> YOUR OBJECTIVE
Arrange the lines below as a Markdown table with the columns "No." and "Line", one row per line and the blank lines omitted. Leave the picture out of the table.
#####
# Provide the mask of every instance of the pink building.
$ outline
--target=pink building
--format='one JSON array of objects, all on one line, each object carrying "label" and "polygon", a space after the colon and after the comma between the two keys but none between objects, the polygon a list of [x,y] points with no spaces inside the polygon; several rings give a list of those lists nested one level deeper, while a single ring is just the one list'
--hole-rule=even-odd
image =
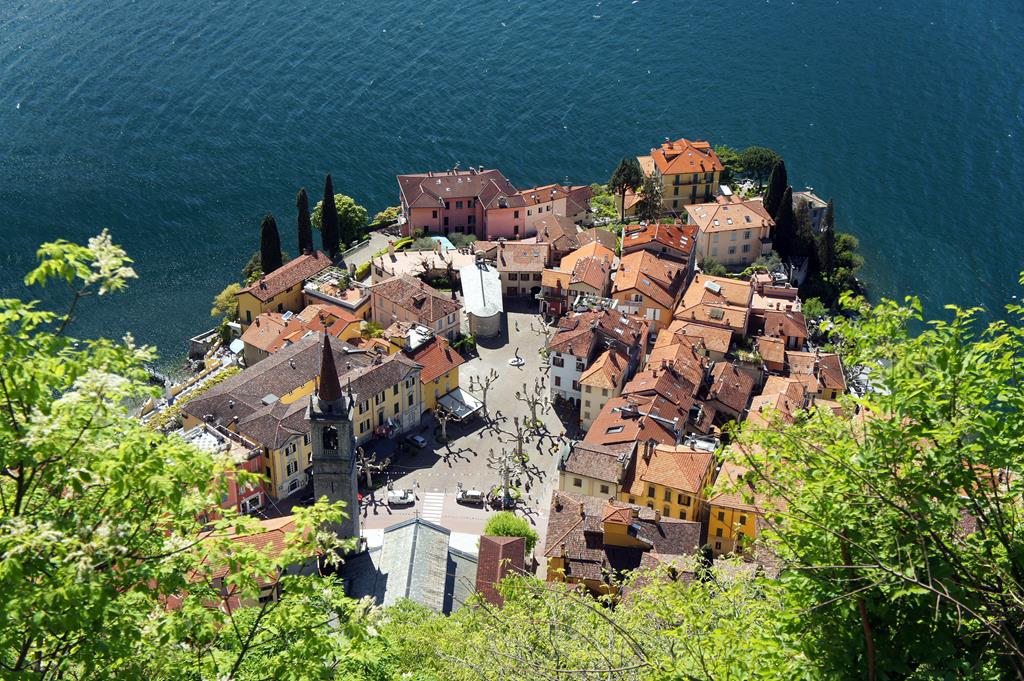
[{"label": "pink building", "polygon": [[463,232],[481,240],[524,239],[542,216],[587,218],[590,187],[549,184],[519,190],[500,170],[470,168],[398,175],[401,233]]}]

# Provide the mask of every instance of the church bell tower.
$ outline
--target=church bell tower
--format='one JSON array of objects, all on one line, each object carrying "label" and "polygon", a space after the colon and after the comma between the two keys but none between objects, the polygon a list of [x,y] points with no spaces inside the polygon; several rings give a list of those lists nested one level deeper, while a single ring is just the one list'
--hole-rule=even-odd
[{"label": "church bell tower", "polygon": [[331,351],[331,337],[324,335],[321,370],[316,389],[309,396],[306,420],[312,445],[313,496],[329,502],[345,502],[348,515],[340,524],[330,526],[338,537],[359,536],[358,486],[355,457],[352,454],[351,405],[341,391],[338,370]]}]

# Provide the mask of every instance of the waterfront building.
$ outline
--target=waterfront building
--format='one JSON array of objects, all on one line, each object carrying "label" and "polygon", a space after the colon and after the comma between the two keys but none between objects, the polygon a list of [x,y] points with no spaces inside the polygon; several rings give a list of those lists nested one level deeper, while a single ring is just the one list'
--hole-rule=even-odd
[{"label": "waterfront building", "polygon": [[331,258],[316,251],[289,260],[269,274],[239,291],[239,321],[246,329],[263,312],[298,312],[305,306],[303,284],[331,266]]},{"label": "waterfront building", "polygon": [[696,225],[696,259],[713,258],[731,269],[742,269],[771,253],[775,221],[761,199],[719,197],[714,203],[686,207]]},{"label": "waterfront building", "polygon": [[686,444],[641,442],[618,499],[662,512],[662,517],[705,519],[705,488],[715,472],[715,454]]},{"label": "waterfront building", "polygon": [[451,294],[409,274],[393,276],[370,289],[373,321],[387,328],[395,322],[419,324],[455,340],[462,325],[462,305]]}]

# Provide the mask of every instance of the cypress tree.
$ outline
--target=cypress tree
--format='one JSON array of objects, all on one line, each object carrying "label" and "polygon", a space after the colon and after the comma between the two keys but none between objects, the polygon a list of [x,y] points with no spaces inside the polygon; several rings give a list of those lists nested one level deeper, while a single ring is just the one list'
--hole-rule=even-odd
[{"label": "cypress tree", "polygon": [[321,205],[321,240],[332,258],[338,254],[338,207],[334,203],[334,180],[328,173],[324,180],[324,203]]},{"label": "cypress tree", "polygon": [[281,267],[281,236],[278,222],[267,213],[259,225],[259,259],[264,274]]},{"label": "cypress tree", "polygon": [[765,191],[765,210],[768,211],[769,215],[774,215],[775,211],[778,210],[778,205],[782,203],[782,194],[788,184],[785,163],[779,159],[772,166],[771,175],[768,176],[768,190]]},{"label": "cypress tree", "polygon": [[821,220],[821,268],[831,276],[836,271],[836,219],[831,199],[825,207],[825,215]]},{"label": "cypress tree", "polygon": [[309,220],[309,197],[306,187],[299,189],[295,197],[295,207],[299,211],[299,255],[313,252],[313,225]]},{"label": "cypress tree", "polygon": [[792,255],[796,241],[796,225],[793,216],[793,187],[785,187],[782,200],[775,211],[775,250],[782,255]]}]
#####
> COMPLETE ANSWER
| No. | Line |
|---|---|
| 1 | # Provide the mask of every instance of the pink building. |
| 2 | $ outline |
| 3 | --target=pink building |
| 4 | --format='one JSON array of objects, all on one line, each object carrying "label" and "polygon", a space after the colon and after the comma between the two keys but none between objects, the polygon a list of [x,y] points with no spaces inside the polygon; several rings give a list of those lists nested one level deeper, while a single ring is just the one list' |
| 5 | --hole-rule=even-odd |
| 6 | image = |
| 7 | [{"label": "pink building", "polygon": [[463,232],[481,240],[524,239],[542,216],[587,218],[590,187],[549,184],[519,190],[500,170],[470,168],[398,175],[401,233]]}] |
| 8 | # Provide the mask of every instance of the church bell tower. |
| 9 | $ outline |
| 10 | --target=church bell tower |
| 11 | --format='one JSON array of objects, all on one line, each object carrying "label" and "polygon", a space after the colon and after the comma between the two keys but none between objects, the polygon a list of [x,y] points with no spaces inside the polygon; several rings give a list of those lists nested one level deeper, while a single ring is just the one list' |
| 12 | --hole-rule=even-odd |
| 13 | [{"label": "church bell tower", "polygon": [[331,351],[331,337],[324,335],[321,370],[316,389],[309,396],[306,420],[312,445],[313,496],[329,502],[345,502],[348,515],[340,524],[330,526],[338,537],[359,536],[358,486],[355,457],[352,454],[351,405],[341,391],[338,370]]}] |
| 14 | # Provide the mask of every instance of the waterfront building. |
| 15 | $ outline |
| 16 | --target=waterfront building |
| 17 | --format='one JSON array of objects, all on one line, each object carrying "label" and "polygon", a space after the colon and after the comma between the two keys but none between objects, the polygon a list of [x,y] points with no spaces inside the polygon; several rings give a list of those lists nested one level deeper, while a single ring is just the one list' |
| 18 | --hole-rule=even-odd |
| 19 | [{"label": "waterfront building", "polygon": [[331,258],[316,251],[289,260],[269,274],[239,291],[239,321],[246,329],[263,312],[298,312],[305,306],[303,284],[331,266]]},{"label": "waterfront building", "polygon": [[696,225],[696,259],[713,258],[731,269],[742,269],[771,253],[775,221],[761,199],[719,197],[714,203],[686,207]]},{"label": "waterfront building", "polygon": [[686,444],[641,442],[618,499],[662,512],[662,517],[705,519],[705,488],[715,472],[715,454]]},{"label": "waterfront building", "polygon": [[451,294],[409,274],[393,276],[370,289],[373,321],[387,328],[395,322],[419,324],[455,340],[462,325],[462,305]]}] |
| 20 | # Provide the mask of every instance of the cypress tree. |
| 21 | $ outline |
| 22 | --target=cypress tree |
| 23 | --format='one JSON array of objects, all on one line, each object carrying "label" and "polygon", a space after the colon and after the comma between the two keys but none between objects, the polygon a list of [x,y] points with no spaces inside the polygon; several rings give a list of those lists nested one level deeper, while a single ring is just the one list' |
| 24 | --hole-rule=even-odd |
| 25 | [{"label": "cypress tree", "polygon": [[321,205],[321,240],[332,258],[338,254],[338,207],[334,203],[334,180],[328,173],[324,180],[324,203]]},{"label": "cypress tree", "polygon": [[281,267],[281,236],[278,222],[267,213],[259,225],[259,259],[264,274]]},{"label": "cypress tree", "polygon": [[765,191],[765,210],[768,211],[769,215],[774,215],[775,211],[778,210],[778,205],[782,203],[782,194],[788,184],[785,163],[779,159],[772,166],[771,175],[768,176],[768,190]]},{"label": "cypress tree", "polygon": [[821,220],[821,268],[831,276],[836,271],[836,219],[831,199],[825,207],[825,215]]},{"label": "cypress tree", "polygon": [[309,220],[309,197],[306,187],[299,189],[295,197],[295,207],[299,211],[299,255],[313,252],[313,225]]},{"label": "cypress tree", "polygon": [[792,255],[796,241],[796,225],[793,216],[793,187],[785,187],[782,200],[775,211],[775,250],[782,255]]}] |